**SET EXERCISE**
Revise the data below by replacing every occurrence of "pretty-printed" with "indented". Leave all other text unchanged.

═══ MATERIAL PROVIDED ═══

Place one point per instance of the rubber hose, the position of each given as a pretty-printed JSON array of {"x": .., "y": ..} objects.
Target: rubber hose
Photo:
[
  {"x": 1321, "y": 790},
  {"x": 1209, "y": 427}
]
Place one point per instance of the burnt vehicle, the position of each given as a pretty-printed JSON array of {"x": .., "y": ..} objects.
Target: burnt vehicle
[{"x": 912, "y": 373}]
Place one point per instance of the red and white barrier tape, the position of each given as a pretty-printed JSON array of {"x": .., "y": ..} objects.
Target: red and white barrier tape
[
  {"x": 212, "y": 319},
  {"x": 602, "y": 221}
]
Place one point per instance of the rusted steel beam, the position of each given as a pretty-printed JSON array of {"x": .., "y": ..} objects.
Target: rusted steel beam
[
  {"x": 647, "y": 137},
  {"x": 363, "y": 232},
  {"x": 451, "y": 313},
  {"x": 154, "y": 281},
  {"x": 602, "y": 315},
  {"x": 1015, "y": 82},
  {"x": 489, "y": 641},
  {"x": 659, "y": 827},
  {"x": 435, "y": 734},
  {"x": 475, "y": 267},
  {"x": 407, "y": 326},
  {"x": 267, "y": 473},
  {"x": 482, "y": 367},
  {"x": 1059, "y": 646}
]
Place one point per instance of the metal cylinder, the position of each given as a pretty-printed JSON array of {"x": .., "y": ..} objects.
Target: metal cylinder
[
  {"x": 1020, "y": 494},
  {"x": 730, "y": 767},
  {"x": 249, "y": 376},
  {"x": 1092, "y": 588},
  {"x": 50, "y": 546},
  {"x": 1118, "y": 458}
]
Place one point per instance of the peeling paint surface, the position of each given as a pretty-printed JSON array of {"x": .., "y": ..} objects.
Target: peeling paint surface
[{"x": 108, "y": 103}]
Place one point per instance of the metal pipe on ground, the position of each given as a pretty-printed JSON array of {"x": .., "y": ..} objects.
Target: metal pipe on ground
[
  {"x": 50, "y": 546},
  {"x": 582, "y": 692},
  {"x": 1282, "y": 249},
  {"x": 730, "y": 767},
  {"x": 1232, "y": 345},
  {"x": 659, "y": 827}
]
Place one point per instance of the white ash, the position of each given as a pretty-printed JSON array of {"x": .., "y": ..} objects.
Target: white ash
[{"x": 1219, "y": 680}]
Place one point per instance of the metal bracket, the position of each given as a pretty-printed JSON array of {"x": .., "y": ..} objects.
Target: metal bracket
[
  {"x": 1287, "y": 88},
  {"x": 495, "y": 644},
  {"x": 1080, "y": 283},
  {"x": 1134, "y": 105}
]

═══

**WRITTEN RESPONSE**
Place one point per instance of the rubber hose, the position of each given as a indented JSON array of {"x": .., "y": ..} objects.
Target: rubber hose
Photo:
[
  {"x": 1321, "y": 790},
  {"x": 1209, "y": 427}
]
Place one point per instance of the burnt vehicle, the position of each given as a indented JSON array of {"x": .., "y": ..} objects.
Target: burnt vehicle
[{"x": 912, "y": 373}]
Place one point per instance of the red and white barrier tape, the position of each given as a indented JSON array of {"x": .., "y": ..} objects.
Target: red and white barrier tape
[
  {"x": 212, "y": 319},
  {"x": 602, "y": 221}
]
Place one point per instance of the rusted steel beam, the position of each given as a indented JSON array of {"x": .., "y": ..} objects.
Target: rusted steel beam
[
  {"x": 647, "y": 137},
  {"x": 363, "y": 232},
  {"x": 451, "y": 313},
  {"x": 154, "y": 281},
  {"x": 602, "y": 315},
  {"x": 1015, "y": 82},
  {"x": 489, "y": 641},
  {"x": 659, "y": 827},
  {"x": 435, "y": 734},
  {"x": 475, "y": 267},
  {"x": 407, "y": 326},
  {"x": 267, "y": 473},
  {"x": 482, "y": 367},
  {"x": 1059, "y": 646}
]
Place one point per instance of the metal cylinder, the position of each given as a indented JSON array of {"x": .., "y": ..} objects.
Target: metal cylinder
[
  {"x": 1020, "y": 494},
  {"x": 730, "y": 767},
  {"x": 249, "y": 376},
  {"x": 1092, "y": 588},
  {"x": 50, "y": 546},
  {"x": 1118, "y": 458}
]
Place one point per instance of the peeling paint surface, the position of each given as a indented JSON array of {"x": .., "y": ..} objects.
Target: peeling paint surface
[{"x": 108, "y": 103}]
Place one point per instance of the metal pipe on ground, the position of each given as a indented JSON array of {"x": .., "y": ..} objects.
Target: metal pipe on ground
[
  {"x": 50, "y": 546},
  {"x": 582, "y": 692},
  {"x": 1282, "y": 249},
  {"x": 730, "y": 767},
  {"x": 1232, "y": 345},
  {"x": 659, "y": 827}
]
Place one point per instance of the white ash, the position of each given as a indented JSON array of {"x": .., "y": ..} objects.
Target: white ash
[{"x": 1219, "y": 680}]
Place one point per instance of the metal bracket, the position of each given as a indented JSON array of {"x": .., "y": ..} objects.
Target: metal bracket
[
  {"x": 1287, "y": 88},
  {"x": 495, "y": 644},
  {"x": 1080, "y": 283},
  {"x": 1134, "y": 105}
]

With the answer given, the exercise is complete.